(Items from a dataset)
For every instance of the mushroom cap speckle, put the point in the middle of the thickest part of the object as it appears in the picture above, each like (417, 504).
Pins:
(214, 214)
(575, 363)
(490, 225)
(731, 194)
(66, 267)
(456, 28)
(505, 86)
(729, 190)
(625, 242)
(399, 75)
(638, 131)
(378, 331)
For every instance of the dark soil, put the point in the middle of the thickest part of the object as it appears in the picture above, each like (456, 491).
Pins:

** Instruction **
Copy the items above word for word, with every line unchanged.

** Complete answer **
For every instance of the mushroom cap speckle, put the point in the middle of the thickest part of the object as it appears in the picture above, each like (417, 504).
Pins:
(214, 214)
(575, 363)
(490, 225)
(731, 194)
(66, 267)
(456, 28)
(505, 86)
(729, 190)
(625, 242)
(399, 75)
(638, 131)
(378, 331)
For every instance of the dark soil, put the point in the middle of the thickest part of the object as it appears in the picture above, each like (456, 491).
Pins:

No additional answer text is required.